WHAT TO WORK ON:
Your task is to reproduce the material exactly.
## BEGIN
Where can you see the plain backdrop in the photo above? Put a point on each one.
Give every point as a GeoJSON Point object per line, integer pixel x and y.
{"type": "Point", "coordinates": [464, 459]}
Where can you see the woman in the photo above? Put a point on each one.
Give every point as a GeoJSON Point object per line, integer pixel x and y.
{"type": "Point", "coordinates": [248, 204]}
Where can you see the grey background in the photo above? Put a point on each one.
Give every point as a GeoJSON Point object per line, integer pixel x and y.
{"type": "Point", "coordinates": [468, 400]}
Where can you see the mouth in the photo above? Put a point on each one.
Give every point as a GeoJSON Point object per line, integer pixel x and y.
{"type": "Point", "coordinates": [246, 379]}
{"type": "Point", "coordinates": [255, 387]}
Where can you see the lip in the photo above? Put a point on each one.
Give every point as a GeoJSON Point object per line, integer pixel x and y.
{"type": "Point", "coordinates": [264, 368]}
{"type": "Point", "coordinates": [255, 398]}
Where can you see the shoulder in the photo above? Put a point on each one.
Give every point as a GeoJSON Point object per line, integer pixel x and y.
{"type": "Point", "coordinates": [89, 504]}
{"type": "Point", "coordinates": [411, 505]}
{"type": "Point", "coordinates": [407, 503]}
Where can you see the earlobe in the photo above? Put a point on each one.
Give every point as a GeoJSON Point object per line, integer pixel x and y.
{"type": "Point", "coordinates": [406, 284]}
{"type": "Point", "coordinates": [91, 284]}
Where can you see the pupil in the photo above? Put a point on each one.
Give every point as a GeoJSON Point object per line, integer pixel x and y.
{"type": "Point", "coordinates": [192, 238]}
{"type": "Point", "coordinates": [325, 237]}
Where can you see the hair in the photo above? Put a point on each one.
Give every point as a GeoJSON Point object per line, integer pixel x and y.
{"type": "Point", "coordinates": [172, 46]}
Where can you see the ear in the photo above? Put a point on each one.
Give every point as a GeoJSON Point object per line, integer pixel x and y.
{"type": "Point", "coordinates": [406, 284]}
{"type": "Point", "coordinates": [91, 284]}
## END
ANSWER TO THE PROBLEM:
Where can you see the plain backdrop in the photo above? Put a point on each one.
Give every point as a GeoJSON Point object per line, integer pixel x and y.
{"type": "Point", "coordinates": [464, 459]}
Where can you see the woman in the photo above? Put a point on each one.
Give every point as a GeoJSON Point object per line, integer pixel x and y.
{"type": "Point", "coordinates": [248, 204]}
Where can you see the grey background in the photo above? Put a point on each one.
Give every point as a GeoJSON Point object per line, integer pixel x and y.
{"type": "Point", "coordinates": [468, 400]}
Where can you see the mouth in the photo above? Put a point on each one.
Give every point as a GeoJSON Point object per line, integer pixel x and y.
{"type": "Point", "coordinates": [246, 379]}
{"type": "Point", "coordinates": [255, 387]}
Where can you see the lip in the photo above? Put a point on each one.
Give every point as a GeoJSON Point object per line, integer pixel x and y.
{"type": "Point", "coordinates": [264, 368]}
{"type": "Point", "coordinates": [255, 398]}
Where can you see the shoulder in the photo above? Put a point on each one.
Give every point as a GeoJSON Point object per line, integer pixel x and y.
{"type": "Point", "coordinates": [89, 504]}
{"type": "Point", "coordinates": [411, 505]}
{"type": "Point", "coordinates": [407, 503]}
Where can you see the earlobe in the photo above? Put a point on each one.
Give every point as a GeoJSON Point object per line, integer pixel x and y.
{"type": "Point", "coordinates": [406, 284]}
{"type": "Point", "coordinates": [91, 284]}
Where can you see the pupil in the photo above? Put a point on each one.
Give every point as a GeoJSON Point object per line, integer pixel x and y.
{"type": "Point", "coordinates": [192, 238]}
{"type": "Point", "coordinates": [325, 237]}
Where can you see the hair in the photo above? Put a point on each one.
Give every point as a GeoJSON Point object per line, integer pixel x and y.
{"type": "Point", "coordinates": [172, 46]}
Where can you see the ear in the photo above? Put a point on each one.
Give every point as a GeoJSON Point object per line, integer pixel x and y.
{"type": "Point", "coordinates": [406, 284]}
{"type": "Point", "coordinates": [91, 284]}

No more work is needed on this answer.